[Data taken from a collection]
-.-.-

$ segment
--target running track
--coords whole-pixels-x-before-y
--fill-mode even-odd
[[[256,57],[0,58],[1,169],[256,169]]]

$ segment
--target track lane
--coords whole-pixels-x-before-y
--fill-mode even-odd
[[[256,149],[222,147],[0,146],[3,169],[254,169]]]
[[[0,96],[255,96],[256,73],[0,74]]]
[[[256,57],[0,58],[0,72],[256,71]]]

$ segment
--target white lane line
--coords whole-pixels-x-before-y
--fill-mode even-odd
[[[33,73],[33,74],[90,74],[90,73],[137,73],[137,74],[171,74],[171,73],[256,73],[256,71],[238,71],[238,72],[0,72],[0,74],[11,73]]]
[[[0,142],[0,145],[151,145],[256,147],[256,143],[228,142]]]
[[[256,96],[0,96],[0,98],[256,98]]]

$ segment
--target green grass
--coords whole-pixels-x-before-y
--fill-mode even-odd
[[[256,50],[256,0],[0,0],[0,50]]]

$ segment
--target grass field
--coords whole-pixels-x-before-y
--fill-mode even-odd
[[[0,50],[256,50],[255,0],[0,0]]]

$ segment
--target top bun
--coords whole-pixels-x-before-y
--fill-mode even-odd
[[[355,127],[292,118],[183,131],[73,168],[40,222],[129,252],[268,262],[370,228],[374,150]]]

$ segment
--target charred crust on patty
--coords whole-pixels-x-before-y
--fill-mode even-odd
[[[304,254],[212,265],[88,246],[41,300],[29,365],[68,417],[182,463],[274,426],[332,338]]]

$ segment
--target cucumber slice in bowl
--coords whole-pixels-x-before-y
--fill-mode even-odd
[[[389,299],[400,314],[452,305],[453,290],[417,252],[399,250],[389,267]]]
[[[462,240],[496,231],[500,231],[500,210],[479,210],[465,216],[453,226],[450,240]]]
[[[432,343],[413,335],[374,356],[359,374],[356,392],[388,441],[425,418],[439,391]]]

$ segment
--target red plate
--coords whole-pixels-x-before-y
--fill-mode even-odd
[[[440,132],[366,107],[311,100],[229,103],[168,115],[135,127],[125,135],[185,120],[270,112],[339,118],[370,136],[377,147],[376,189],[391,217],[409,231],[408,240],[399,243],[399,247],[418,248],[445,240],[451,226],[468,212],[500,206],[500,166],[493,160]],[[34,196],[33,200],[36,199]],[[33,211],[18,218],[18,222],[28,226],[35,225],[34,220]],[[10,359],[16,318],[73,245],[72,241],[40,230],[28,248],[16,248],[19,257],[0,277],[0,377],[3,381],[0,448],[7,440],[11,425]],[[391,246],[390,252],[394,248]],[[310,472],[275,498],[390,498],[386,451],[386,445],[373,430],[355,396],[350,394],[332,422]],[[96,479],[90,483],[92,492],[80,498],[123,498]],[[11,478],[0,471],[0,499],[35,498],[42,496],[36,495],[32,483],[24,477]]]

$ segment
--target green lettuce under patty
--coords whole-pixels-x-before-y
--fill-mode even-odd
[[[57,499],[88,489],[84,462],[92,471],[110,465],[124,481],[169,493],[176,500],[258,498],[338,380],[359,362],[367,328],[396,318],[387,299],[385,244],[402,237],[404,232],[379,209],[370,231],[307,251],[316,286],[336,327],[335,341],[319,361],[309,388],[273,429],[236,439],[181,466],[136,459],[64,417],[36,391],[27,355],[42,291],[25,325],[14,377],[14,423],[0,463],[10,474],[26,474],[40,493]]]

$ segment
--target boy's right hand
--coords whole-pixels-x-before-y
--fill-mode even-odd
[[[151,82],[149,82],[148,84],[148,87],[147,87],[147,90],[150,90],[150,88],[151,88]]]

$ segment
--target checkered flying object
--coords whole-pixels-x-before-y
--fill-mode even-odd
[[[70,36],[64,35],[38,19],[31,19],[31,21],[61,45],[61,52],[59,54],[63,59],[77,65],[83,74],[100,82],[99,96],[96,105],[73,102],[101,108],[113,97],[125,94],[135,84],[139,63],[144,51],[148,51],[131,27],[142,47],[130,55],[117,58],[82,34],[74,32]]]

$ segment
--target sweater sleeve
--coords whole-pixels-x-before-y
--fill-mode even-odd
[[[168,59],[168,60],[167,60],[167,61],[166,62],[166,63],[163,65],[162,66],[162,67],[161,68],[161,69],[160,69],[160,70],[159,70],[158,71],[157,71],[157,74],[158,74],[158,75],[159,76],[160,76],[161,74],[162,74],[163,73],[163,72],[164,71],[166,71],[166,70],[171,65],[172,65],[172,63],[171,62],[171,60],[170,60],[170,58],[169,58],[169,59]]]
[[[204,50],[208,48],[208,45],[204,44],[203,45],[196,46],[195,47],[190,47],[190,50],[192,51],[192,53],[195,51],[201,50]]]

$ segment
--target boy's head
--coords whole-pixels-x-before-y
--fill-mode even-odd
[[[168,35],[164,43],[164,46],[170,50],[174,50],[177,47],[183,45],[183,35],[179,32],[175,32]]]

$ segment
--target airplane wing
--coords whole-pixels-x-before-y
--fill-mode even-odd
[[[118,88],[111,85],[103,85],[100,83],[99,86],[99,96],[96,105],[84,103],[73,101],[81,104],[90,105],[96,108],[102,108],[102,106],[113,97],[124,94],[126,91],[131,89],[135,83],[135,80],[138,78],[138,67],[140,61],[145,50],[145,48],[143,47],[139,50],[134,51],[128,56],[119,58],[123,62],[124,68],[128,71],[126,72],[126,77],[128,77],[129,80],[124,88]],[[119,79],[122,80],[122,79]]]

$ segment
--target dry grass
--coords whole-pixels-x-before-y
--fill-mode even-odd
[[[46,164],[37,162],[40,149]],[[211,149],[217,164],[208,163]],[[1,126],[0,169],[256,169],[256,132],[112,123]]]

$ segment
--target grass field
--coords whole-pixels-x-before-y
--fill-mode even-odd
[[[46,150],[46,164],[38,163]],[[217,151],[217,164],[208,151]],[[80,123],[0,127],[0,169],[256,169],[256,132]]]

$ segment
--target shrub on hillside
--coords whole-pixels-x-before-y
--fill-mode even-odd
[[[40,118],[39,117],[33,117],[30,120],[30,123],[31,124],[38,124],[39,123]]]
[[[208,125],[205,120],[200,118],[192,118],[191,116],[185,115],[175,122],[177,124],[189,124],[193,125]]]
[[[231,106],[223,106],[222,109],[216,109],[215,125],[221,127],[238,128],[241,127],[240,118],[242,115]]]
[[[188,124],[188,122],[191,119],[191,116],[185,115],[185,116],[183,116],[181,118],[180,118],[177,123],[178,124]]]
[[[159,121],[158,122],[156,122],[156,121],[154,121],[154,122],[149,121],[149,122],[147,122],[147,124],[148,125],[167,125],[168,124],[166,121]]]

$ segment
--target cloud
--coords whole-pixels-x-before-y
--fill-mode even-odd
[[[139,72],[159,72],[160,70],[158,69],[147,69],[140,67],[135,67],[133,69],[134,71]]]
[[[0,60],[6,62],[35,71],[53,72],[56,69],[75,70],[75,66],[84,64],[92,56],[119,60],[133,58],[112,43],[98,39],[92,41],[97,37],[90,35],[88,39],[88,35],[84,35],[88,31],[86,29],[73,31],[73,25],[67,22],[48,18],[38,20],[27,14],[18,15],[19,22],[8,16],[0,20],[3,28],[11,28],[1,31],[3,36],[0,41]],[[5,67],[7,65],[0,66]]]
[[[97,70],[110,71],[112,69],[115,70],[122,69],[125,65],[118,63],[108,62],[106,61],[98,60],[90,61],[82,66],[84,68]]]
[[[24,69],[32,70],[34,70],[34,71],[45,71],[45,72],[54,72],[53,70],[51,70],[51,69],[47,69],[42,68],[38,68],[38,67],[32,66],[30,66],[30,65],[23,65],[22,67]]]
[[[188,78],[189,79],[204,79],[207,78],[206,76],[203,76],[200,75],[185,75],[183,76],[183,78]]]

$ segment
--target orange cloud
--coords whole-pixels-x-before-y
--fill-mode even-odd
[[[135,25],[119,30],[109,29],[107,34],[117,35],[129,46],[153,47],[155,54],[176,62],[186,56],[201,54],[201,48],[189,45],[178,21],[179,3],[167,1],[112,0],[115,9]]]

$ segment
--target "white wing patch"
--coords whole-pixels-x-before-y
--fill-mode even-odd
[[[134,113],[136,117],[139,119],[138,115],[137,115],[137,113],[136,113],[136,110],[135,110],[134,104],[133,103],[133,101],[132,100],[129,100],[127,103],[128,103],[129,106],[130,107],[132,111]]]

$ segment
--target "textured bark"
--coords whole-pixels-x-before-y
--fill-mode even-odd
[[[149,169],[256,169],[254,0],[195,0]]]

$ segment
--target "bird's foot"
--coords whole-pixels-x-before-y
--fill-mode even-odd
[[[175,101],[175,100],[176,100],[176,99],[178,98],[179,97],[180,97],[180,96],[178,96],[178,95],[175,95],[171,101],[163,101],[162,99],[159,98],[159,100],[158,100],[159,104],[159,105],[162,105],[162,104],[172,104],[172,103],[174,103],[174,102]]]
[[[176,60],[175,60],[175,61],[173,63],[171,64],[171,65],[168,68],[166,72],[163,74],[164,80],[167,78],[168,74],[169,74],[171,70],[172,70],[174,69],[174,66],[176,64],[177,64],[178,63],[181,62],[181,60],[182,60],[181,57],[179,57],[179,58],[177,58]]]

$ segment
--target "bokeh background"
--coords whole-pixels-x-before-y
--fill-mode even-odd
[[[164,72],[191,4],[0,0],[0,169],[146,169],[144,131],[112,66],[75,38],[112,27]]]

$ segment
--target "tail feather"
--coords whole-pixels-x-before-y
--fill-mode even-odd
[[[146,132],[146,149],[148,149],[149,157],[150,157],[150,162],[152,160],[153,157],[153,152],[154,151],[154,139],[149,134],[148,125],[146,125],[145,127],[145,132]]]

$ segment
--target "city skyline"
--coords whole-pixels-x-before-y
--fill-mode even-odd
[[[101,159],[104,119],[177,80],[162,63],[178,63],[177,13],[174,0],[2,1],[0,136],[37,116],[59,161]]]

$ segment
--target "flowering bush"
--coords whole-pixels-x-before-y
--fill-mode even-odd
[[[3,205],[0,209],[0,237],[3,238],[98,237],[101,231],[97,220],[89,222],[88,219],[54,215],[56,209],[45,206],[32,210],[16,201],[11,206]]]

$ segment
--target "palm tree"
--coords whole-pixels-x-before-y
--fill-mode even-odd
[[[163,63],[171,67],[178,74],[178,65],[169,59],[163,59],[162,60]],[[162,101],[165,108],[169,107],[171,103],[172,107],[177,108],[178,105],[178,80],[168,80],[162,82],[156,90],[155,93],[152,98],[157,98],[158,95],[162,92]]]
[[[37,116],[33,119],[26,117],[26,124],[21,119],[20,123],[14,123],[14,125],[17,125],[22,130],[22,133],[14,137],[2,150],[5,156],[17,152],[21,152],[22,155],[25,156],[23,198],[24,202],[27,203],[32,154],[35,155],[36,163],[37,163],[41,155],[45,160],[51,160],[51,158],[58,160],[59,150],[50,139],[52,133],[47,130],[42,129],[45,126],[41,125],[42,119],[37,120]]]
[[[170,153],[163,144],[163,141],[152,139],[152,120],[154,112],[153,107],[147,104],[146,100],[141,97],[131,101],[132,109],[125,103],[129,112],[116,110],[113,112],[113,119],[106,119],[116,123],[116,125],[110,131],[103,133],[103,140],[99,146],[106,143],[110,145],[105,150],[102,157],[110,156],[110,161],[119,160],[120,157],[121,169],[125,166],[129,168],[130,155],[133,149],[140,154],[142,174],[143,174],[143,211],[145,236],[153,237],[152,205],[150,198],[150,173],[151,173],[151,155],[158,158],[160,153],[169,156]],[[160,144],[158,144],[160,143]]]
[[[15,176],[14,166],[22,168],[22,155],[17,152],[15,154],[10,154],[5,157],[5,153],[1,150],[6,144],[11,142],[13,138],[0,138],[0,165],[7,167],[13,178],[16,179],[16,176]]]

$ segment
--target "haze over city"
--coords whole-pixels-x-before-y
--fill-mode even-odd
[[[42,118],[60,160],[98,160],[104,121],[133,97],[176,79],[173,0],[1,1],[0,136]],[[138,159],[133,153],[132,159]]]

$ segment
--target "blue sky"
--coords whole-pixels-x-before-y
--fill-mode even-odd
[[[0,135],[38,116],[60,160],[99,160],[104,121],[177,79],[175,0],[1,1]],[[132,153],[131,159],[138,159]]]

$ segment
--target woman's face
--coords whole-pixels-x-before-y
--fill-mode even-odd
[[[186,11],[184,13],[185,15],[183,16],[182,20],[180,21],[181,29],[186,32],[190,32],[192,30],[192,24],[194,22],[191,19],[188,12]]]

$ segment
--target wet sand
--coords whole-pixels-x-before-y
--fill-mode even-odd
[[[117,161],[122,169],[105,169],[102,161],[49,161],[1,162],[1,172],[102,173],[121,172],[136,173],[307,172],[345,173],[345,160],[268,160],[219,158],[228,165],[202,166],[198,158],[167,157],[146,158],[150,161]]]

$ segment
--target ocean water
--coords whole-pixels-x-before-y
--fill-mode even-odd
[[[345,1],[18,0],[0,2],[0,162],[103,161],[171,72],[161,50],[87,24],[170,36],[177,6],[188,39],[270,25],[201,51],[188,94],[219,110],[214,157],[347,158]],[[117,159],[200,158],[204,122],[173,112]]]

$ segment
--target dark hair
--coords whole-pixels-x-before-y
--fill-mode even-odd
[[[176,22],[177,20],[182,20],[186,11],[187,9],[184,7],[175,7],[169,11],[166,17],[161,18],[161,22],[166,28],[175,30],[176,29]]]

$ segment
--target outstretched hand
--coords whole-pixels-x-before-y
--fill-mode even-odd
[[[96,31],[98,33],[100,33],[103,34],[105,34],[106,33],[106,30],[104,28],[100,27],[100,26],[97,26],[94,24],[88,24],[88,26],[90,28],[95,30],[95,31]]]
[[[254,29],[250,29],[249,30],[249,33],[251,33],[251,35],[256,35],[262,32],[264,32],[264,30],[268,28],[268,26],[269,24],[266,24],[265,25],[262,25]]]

-.-.-

#### Task statement
From the entries above, keep only the lines that contain the string "track". Treat uppercase and lowercase letters as different.

#### Task answer
--target running track
--target track lane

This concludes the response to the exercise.